— Start of GIVEN INFORMATION —
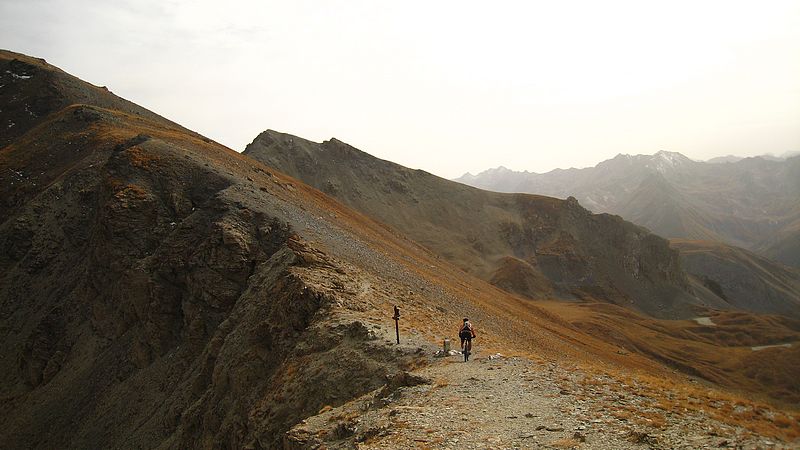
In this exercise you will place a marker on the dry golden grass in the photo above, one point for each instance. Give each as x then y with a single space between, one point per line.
589 335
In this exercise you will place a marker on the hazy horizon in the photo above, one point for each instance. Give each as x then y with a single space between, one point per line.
450 87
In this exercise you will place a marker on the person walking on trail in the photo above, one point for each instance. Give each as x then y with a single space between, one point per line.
466 333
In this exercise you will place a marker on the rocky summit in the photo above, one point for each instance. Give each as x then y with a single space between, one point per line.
159 290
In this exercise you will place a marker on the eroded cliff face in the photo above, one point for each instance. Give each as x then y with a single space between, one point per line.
149 299
534 246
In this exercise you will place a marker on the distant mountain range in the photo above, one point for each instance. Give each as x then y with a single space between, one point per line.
159 290
752 203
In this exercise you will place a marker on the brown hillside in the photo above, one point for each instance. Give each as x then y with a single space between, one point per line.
743 279
158 290
580 254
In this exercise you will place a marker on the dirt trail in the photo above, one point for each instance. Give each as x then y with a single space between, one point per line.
501 402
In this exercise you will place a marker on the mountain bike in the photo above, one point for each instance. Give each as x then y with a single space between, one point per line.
467 349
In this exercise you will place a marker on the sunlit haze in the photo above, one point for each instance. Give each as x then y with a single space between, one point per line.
449 86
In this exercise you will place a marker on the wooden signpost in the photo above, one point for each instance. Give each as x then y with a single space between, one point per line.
397 323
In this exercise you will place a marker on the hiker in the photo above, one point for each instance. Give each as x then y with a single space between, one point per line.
466 333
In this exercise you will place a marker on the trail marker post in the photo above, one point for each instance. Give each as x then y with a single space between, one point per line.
397 323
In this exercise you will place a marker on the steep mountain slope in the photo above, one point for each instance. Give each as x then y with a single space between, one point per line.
158 290
532 245
745 280
746 202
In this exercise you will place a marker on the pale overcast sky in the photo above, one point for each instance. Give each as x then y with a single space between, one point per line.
445 86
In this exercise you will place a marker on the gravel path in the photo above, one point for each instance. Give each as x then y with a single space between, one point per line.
512 403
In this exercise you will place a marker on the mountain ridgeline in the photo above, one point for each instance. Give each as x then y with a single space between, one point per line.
531 245
159 290
750 202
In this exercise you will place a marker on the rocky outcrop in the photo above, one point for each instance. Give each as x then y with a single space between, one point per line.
152 296
530 245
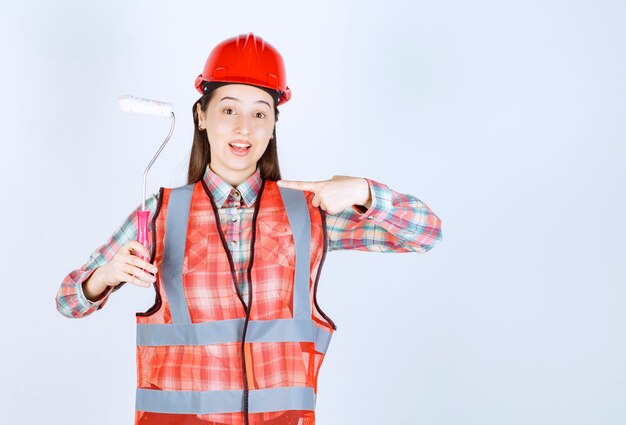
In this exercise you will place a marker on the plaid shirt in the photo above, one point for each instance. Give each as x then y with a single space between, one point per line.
394 222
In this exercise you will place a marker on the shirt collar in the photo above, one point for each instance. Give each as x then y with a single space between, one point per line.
223 191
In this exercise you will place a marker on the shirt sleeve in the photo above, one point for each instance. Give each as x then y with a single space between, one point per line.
70 299
394 222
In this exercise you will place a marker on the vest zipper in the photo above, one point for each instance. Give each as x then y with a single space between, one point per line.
234 276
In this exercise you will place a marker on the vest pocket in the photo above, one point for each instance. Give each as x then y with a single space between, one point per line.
196 248
277 244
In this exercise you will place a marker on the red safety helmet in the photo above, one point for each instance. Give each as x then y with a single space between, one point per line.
246 59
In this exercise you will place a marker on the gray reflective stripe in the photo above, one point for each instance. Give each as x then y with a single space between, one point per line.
322 339
174 251
227 401
300 223
223 331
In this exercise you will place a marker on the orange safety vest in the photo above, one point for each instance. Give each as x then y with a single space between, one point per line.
206 357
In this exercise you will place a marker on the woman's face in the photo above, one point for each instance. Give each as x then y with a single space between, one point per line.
239 122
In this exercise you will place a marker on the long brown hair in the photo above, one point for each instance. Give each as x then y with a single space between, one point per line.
200 155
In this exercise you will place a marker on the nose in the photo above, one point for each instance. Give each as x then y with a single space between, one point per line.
243 124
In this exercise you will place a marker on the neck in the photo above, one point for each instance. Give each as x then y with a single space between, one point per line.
233 177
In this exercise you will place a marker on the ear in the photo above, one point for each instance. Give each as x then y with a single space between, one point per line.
200 114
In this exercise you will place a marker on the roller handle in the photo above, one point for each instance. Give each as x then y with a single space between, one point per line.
142 231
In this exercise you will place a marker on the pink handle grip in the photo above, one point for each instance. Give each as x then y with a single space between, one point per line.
142 231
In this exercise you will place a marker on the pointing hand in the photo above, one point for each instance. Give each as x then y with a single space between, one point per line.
336 194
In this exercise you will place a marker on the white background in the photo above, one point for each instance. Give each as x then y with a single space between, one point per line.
506 118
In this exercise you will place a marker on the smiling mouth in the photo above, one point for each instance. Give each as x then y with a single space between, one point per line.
239 148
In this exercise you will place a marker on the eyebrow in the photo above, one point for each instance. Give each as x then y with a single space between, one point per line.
234 98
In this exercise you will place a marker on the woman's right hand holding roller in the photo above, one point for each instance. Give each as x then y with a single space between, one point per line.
125 266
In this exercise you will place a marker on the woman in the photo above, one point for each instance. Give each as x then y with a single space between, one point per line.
236 335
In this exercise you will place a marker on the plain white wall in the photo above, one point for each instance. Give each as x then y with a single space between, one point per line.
506 118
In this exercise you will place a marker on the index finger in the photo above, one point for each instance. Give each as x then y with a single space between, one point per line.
300 185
— End of GIVEN INFORMATION —
§ **PROBLEM TO WORK ON**: Begin at the line that has "the woman's right" and continue through the last of the entries, repeating those lines with "marker" replaced by "dot" and nothing else changed.

§ **THE REPLY**:
In this exercise you will place a dot on the woman's right hand holding roller in the photo above, one point for each instance. Give each as x then y with a single space between, one point per line.
125 266
In this exercise you will place a dot on the woman in the photo above, one point for each instance. Give each as x then y with a single space between, one point per line.
236 335
In this exercise you will place a dot on the plain white wall in the photo above, one point for each instance. Give each as x then y with a single space between, one point per line.
506 118
In this exercise you will place a dot on the index finger in the photo above, one point for each instance. Give each as x then y with a single space between, one point per line.
300 185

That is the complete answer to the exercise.